AIM OF THE EXERCISE →
Could you write out each entry exactly as it reads?

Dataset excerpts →
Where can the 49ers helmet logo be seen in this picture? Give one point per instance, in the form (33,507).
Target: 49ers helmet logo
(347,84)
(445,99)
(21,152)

REPLY →
Where can the 49ers helmet logo be seen in this picture? Give one point per instance, in the form (33,507).
Target: 49ers helmet logo
(347,84)
(445,99)
(21,152)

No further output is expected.